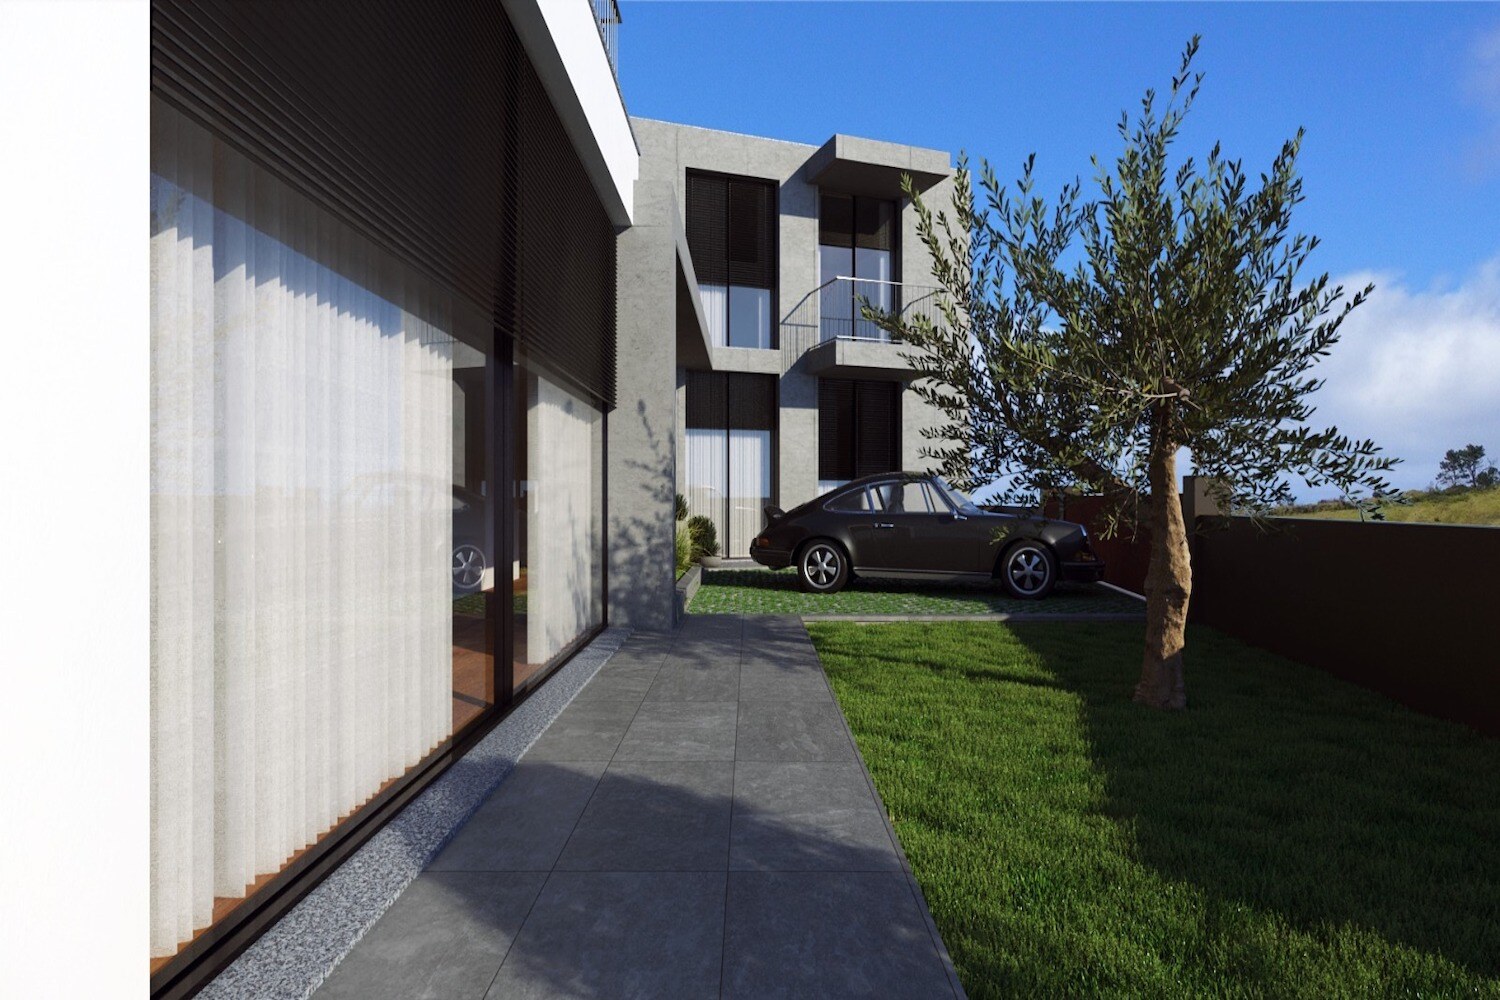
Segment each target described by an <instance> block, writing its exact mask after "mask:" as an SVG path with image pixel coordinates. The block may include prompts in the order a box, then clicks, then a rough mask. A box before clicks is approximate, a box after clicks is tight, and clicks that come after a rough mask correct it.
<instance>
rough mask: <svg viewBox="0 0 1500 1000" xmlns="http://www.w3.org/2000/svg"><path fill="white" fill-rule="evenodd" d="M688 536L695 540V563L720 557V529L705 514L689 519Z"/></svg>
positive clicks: (692, 517) (694, 555)
mask: <svg viewBox="0 0 1500 1000" xmlns="http://www.w3.org/2000/svg"><path fill="white" fill-rule="evenodd" d="M687 534H688V537H690V538H691V540H693V562H699V561H700V559H702V558H703V556H717V555H718V529H717V528H714V522H712V520H709V519H708V517H705V516H703V514H694V516H693V517H688V519H687Z"/></svg>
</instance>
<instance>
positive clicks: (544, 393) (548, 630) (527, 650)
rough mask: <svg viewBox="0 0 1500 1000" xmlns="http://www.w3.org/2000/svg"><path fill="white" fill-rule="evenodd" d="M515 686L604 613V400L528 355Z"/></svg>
mask: <svg viewBox="0 0 1500 1000" xmlns="http://www.w3.org/2000/svg"><path fill="white" fill-rule="evenodd" d="M514 405H516V412H514V424H513V427H514V445H513V448H514V451H513V454H514V471H516V481H514V528H513V531H514V537H513V550H514V561H513V562H511V567H510V573H511V589H513V594H514V597H513V615H514V618H513V621H514V628H513V631H514V637H516V639H514V642H516V648H514V651H513V655H514V685H516V690H517V691H519V690H522V688H523V687H526V685H528V684H532V682H534V681H535V679H537V678H540V676H544V673H546V670H547V669H549V667H550V666H553V664H556V663H559V661H561V660H562V658H564V657H567V655H568V654H571V652H573V651H574V649H576V648H577V646H579V645H580V643H582V642H585V640H586V639H588V637H589V636H591V634H592V631H594V630H595V628H597V627H598V625H600V624H603V619H604V595H603V576H601V574H600V567H601V559H603V531H604V523H603V516H604V492H603V447H604V420H603V414H601V412H600V411H598V408H597V406H594V405H592V403H589V402H588V400H585V399H582V397H579V396H576V394H574V393H573V391H570V390H567V388H564V387H562V381H561V379H559V378H556V376H555V375H552V373H550V372H549V370H547V369H544V367H541V366H540V364H538V363H537V361H534V360H531V358H528V357H526V355H522V354H517V357H516V369H514Z"/></svg>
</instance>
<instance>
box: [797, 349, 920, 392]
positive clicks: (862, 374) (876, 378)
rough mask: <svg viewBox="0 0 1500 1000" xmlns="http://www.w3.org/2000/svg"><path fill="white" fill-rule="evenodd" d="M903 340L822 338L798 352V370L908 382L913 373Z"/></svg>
mask: <svg viewBox="0 0 1500 1000" xmlns="http://www.w3.org/2000/svg"><path fill="white" fill-rule="evenodd" d="M907 351H910V348H909V346H906V345H904V343H888V342H885V340H823V342H822V343H819V345H817V346H816V348H811V349H810V351H807V354H804V355H802V369H804V370H805V372H807V373H808V375H819V376H822V378H867V379H876V381H886V382H907V381H910V379H913V378H915V376H916V370H915V369H913V367H912V363H910V361H907V360H906V357H904V354H906V352H907Z"/></svg>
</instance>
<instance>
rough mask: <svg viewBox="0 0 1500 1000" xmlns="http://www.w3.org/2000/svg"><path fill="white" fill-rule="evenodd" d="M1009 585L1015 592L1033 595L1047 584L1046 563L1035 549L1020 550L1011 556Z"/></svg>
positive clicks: (1046, 571)
mask: <svg viewBox="0 0 1500 1000" xmlns="http://www.w3.org/2000/svg"><path fill="white" fill-rule="evenodd" d="M1011 583H1014V585H1016V589H1017V591H1022V592H1025V594H1035V592H1037V591H1040V589H1041V588H1043V586H1044V585H1046V583H1047V561H1046V559H1044V558H1043V555H1041V553H1040V552H1037V550H1035V549H1022V550H1020V552H1017V553H1016V555H1014V556H1011Z"/></svg>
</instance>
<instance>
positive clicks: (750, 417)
mask: <svg viewBox="0 0 1500 1000" xmlns="http://www.w3.org/2000/svg"><path fill="white" fill-rule="evenodd" d="M774 468H775V376H772V375H747V373H741V372H688V373H687V507H688V513H691V514H703V516H706V517H708V519H709V520H712V522H714V529H715V531H717V532H718V544H720V549H721V550H723V553H724V555H729V556H744V555H748V553H750V541H751V540H753V538H754V535H756V534H757V532H759V531H760V525H762V522H763V508H765V505H766V504H769V502H771V493H772V490H771V486H772V469H774Z"/></svg>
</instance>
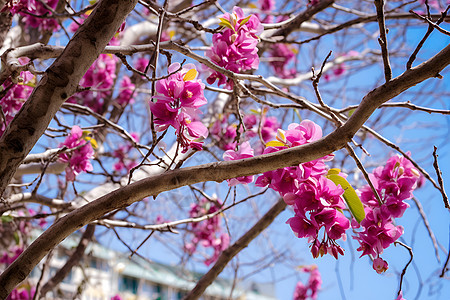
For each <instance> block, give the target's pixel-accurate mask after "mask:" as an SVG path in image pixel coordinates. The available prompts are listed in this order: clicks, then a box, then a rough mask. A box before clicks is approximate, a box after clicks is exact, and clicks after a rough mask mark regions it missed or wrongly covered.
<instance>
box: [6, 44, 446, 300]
mask: <svg viewBox="0 0 450 300" xmlns="http://www.w3.org/2000/svg"><path fill="white" fill-rule="evenodd" d="M449 64H450V45H449V46H447V47H446V48H444V49H443V50H442V51H440V52H439V53H438V54H436V55H435V56H434V57H432V58H431V59H430V60H428V61H426V62H424V63H422V64H420V65H419V66H417V67H414V68H411V69H409V70H407V71H406V72H405V73H403V74H402V75H400V76H398V77H396V78H394V79H392V80H391V81H389V82H387V83H385V84H383V85H382V86H380V87H378V88H376V89H374V90H372V91H371V92H369V93H368V94H367V95H366V96H365V97H364V98H363V100H362V102H361V104H360V106H359V107H358V109H357V110H356V111H355V112H354V113H353V114H352V116H351V117H350V118H349V119H348V121H347V122H346V123H345V124H343V125H342V126H341V127H339V128H337V129H336V130H335V131H333V132H332V133H330V134H329V135H327V136H325V137H324V138H322V139H320V140H317V141H315V142H313V143H310V144H305V145H302V146H298V147H293V148H290V149H286V150H282V151H279V152H275V153H270V154H264V155H261V156H256V157H253V158H248V159H243V160H236V161H227V162H216V163H210V164H204V165H199V166H195V167H188V168H183V169H176V170H173V171H168V172H166V173H163V174H160V175H157V176H151V177H149V178H145V179H143V180H140V181H137V182H135V183H132V184H130V185H127V186H125V187H122V188H120V189H118V190H115V191H113V192H111V193H109V194H107V195H105V196H103V197H101V198H99V199H97V200H95V201H93V202H90V203H88V204H87V205H85V206H83V207H81V208H79V209H77V210H75V211H73V212H71V213H69V214H68V215H66V216H64V217H62V218H61V219H59V220H58V221H57V222H55V223H54V224H53V225H52V226H51V227H50V228H49V229H48V230H46V231H45V232H44V233H43V234H42V235H41V236H40V237H39V238H38V239H37V240H36V241H34V242H33V243H32V244H31V245H30V246H29V247H28V248H27V249H26V250H25V251H24V252H23V253H22V254H21V255H20V256H19V257H18V258H17V259H16V260H15V261H14V262H13V263H12V264H11V265H10V266H9V267H8V268H7V269H6V270H5V271H4V272H3V274H2V275H1V276H0V298H6V296H7V295H8V294H9V293H10V292H11V290H12V289H13V288H14V287H15V286H16V285H17V284H18V283H20V282H21V281H22V280H23V279H25V278H26V276H28V274H29V273H30V272H31V270H32V269H33V268H34V266H35V265H36V264H37V263H38V262H39V261H40V260H41V259H42V258H43V257H44V256H45V255H46V253H48V252H49V251H50V250H51V249H53V248H54V247H55V246H56V245H58V244H59V243H60V242H61V241H62V240H63V239H64V238H66V237H67V236H68V235H69V234H71V233H72V232H74V231H75V230H77V229H79V228H81V227H83V226H84V225H86V224H89V223H90V222H92V221H94V220H96V219H98V218H101V217H102V216H104V215H105V214H106V213H108V212H111V211H113V210H115V209H121V208H124V207H127V206H128V205H130V204H132V203H134V202H137V201H139V200H141V199H143V198H145V197H148V196H157V195H158V194H160V193H162V192H164V191H168V190H173V189H176V188H179V187H182V186H186V185H190V184H195V183H199V182H205V181H217V182H221V181H223V180H225V179H230V178H235V177H240V176H248V175H253V174H259V173H263V172H266V171H269V170H274V169H278V168H282V167H287V166H292V165H298V164H300V163H304V162H307V161H311V160H314V159H318V158H320V157H323V156H324V155H327V154H330V153H332V152H334V151H336V150H338V149H341V148H342V147H344V146H345V145H346V143H347V142H350V141H351V139H352V137H353V136H354V135H355V133H356V132H357V131H358V130H359V129H360V128H361V127H362V126H363V124H364V123H365V122H366V121H367V119H368V118H369V117H370V116H371V114H372V113H373V112H374V111H375V110H376V109H377V107H378V106H380V105H381V104H383V103H384V102H386V101H388V100H390V99H392V98H394V97H395V96H397V95H399V94H401V93H402V92H404V91H405V90H407V89H408V88H410V87H412V86H414V85H416V84H418V83H420V82H422V81H424V80H425V79H427V78H430V77H436V76H438V74H439V72H441V71H442V70H443V69H444V68H445V67H446V66H447V65H449Z"/></svg>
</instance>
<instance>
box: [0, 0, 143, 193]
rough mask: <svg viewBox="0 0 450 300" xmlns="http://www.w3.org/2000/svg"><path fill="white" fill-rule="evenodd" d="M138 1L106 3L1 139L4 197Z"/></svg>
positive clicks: (91, 21)
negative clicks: (29, 159) (7, 191)
mask: <svg viewBox="0 0 450 300" xmlns="http://www.w3.org/2000/svg"><path fill="white" fill-rule="evenodd" d="M136 3H137V0H108V1H107V0H103V1H101V2H100V3H99V4H98V5H97V7H96V8H95V9H94V11H93V12H92V14H91V15H90V16H89V18H88V19H87V20H86V21H85V23H84V24H83V25H82V26H80V28H79V30H78V31H77V32H76V33H75V35H74V37H73V38H72V39H71V40H70V41H69V43H68V45H67V47H66V48H65V49H64V51H63V53H62V54H61V56H59V57H58V58H57V59H56V60H55V62H54V63H53V64H52V65H51V66H50V67H49V68H48V69H47V71H46V72H45V74H44V75H43V77H42V79H41V80H40V82H39V84H38V86H37V87H36V88H35V89H34V91H33V93H32V94H31V96H30V98H29V99H28V101H27V102H25V104H24V105H23V106H22V109H21V110H20V111H19V113H18V114H17V115H16V117H15V118H14V119H13V121H12V122H11V124H9V126H8V128H7V129H6V131H5V132H4V133H3V135H2V137H1V138H0V153H2V155H1V157H0V195H2V194H3V192H4V190H5V188H6V186H7V185H8V183H9V181H10V180H11V178H12V177H13V176H14V173H15V171H16V169H17V167H18V166H19V165H20V163H21V162H22V161H23V159H24V158H25V157H26V156H27V154H28V153H29V152H30V150H31V149H32V148H33V146H34V145H35V144H36V142H37V141H38V139H39V138H40V137H41V135H42V134H43V133H44V131H45V129H46V128H47V126H48V124H49V123H50V121H51V120H52V118H53V117H54V115H55V114H56V112H57V111H58V109H59V108H60V106H61V104H62V103H64V101H66V100H67V98H69V97H70V96H71V95H72V94H73V93H75V91H76V88H77V86H78V82H79V81H80V79H81V78H82V77H83V75H84V73H86V71H87V70H88V68H89V67H90V66H91V65H92V63H93V62H94V61H95V59H97V57H98V56H99V54H100V53H101V51H103V49H104V48H105V46H106V45H107V44H108V42H109V41H110V40H111V37H112V36H113V35H114V34H115V32H116V31H117V29H118V28H119V26H120V25H121V24H122V22H123V21H124V19H125V17H126V16H127V15H128V14H129V12H130V11H131V10H132V9H133V8H134V6H135V5H136Z"/></svg>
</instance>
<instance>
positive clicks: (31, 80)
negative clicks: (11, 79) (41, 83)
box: [0, 71, 35, 136]
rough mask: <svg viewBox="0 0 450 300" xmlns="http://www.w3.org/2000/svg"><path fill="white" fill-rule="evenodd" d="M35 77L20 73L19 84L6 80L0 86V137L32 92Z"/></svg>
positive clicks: (21, 72)
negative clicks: (6, 127) (0, 109)
mask: <svg viewBox="0 0 450 300" xmlns="http://www.w3.org/2000/svg"><path fill="white" fill-rule="evenodd" d="M34 80H35V77H34V75H33V74H31V73H30V72H28V71H23V72H20V78H19V82H18V83H17V84H14V83H13V82H12V81H11V79H10V78H8V79H7V80H6V81H5V82H4V83H3V85H2V86H0V96H1V98H0V109H1V110H2V112H3V113H1V114H0V136H2V135H3V132H4V131H5V130H6V127H7V126H8V124H9V123H11V121H12V119H14V116H15V115H16V113H17V112H18V111H19V110H20V108H21V107H22V105H23V104H24V103H25V101H27V99H28V97H29V96H30V95H31V92H32V91H33V86H34V85H35V83H34Z"/></svg>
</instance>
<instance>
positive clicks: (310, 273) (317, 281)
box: [293, 265, 322, 300]
mask: <svg viewBox="0 0 450 300" xmlns="http://www.w3.org/2000/svg"><path fill="white" fill-rule="evenodd" d="M301 270H302V271H303V272H305V273H309V279H308V284H307V285H306V286H305V285H304V284H303V283H302V282H301V281H299V282H297V285H296V286H295V291H294V296H293V300H306V299H312V300H314V299H317V294H318V292H319V290H320V287H321V285H322V278H321V276H320V272H319V270H318V268H317V266H315V265H312V266H306V267H303V268H302V269H301Z"/></svg>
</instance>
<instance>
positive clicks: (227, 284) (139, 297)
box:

### ABOUT THIS TASK:
Update everything from the start of the material down through the line containing "positive clicks: (692, 517) (694, 555)" by replacing "rough mask" with "coarse mask" and keeping all else the same. Leave the pictures out of your answer.

### WRITTEN SOLUTION:
Segment each target described by an <instance> block, writing its exact mask after "mask:" as an SVG path with image pixel coordinates. The block may include prompts in the order a box, then clicks, then a coarse mask. A box before clicks is approximate, a box after clicks is tight, and clicks that come after a coarse mask correct it.
<instance>
coarse mask: <svg viewBox="0 0 1500 1000" xmlns="http://www.w3.org/2000/svg"><path fill="white" fill-rule="evenodd" d="M688 536L695 540V563L720 557V529L705 514L689 519Z"/></svg>
positive clicks: (692, 517) (694, 555)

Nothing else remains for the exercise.